╔══
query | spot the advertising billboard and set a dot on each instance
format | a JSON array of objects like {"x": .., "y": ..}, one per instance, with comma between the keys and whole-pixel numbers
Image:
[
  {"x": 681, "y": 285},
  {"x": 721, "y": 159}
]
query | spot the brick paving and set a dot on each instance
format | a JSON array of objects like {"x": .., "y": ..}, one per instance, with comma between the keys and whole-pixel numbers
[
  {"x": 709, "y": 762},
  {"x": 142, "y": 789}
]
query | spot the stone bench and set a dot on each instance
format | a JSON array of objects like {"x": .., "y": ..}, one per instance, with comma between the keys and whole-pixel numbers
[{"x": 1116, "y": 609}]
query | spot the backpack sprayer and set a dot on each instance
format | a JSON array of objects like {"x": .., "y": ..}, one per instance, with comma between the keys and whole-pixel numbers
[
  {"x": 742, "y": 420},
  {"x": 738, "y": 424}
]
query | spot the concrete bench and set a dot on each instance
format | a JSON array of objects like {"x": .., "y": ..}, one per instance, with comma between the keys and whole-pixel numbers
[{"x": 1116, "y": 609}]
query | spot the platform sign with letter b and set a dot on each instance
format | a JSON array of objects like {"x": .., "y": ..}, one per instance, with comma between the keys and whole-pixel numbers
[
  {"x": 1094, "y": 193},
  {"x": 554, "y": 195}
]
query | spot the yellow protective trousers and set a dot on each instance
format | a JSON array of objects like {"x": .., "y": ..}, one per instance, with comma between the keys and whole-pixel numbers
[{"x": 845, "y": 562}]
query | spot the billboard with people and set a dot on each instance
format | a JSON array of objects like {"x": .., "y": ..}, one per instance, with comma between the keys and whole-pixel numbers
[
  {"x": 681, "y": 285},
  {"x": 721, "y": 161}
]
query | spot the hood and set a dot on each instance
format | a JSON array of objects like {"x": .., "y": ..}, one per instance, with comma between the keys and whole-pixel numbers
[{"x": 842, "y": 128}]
╚══
Please give the lines above as a numbered list, beginning at the line that has "query | spot the platform" and going through the last line, with blank lines left out.

SOLUTION TO THE EXERCISE
1. query | spot the platform sign with letter b and set a dot on each instance
2. format | a JSON array of objects like {"x": .., "y": ..}, one per instance, with comma between the keys and whole-pixel numbers
3. [
4.   {"x": 1094, "y": 193},
5.   {"x": 554, "y": 195}
6. ]
7. query | spot the yellow protective trousers and set a dot on each instance
8. format | a JSON array of objects like {"x": .., "y": ..}, one per instance, with comma between the keys and whole-pixel numbers
9. [{"x": 845, "y": 562}]
10. query | spot the billboard with people and set a dot on each instance
11. format | a JSON array of objects like {"x": .., "y": ..}, one per instance, with comma between the keys and whole-pixel numbers
12. [
13.   {"x": 681, "y": 285},
14.   {"x": 721, "y": 161}
15. ]
16. query | spot the hood and set a dot on each instance
17. format | a JSON array of objects like {"x": .., "y": ..}, one per instance, with comma between the keys and whole-pixel numbers
18. [{"x": 842, "y": 128}]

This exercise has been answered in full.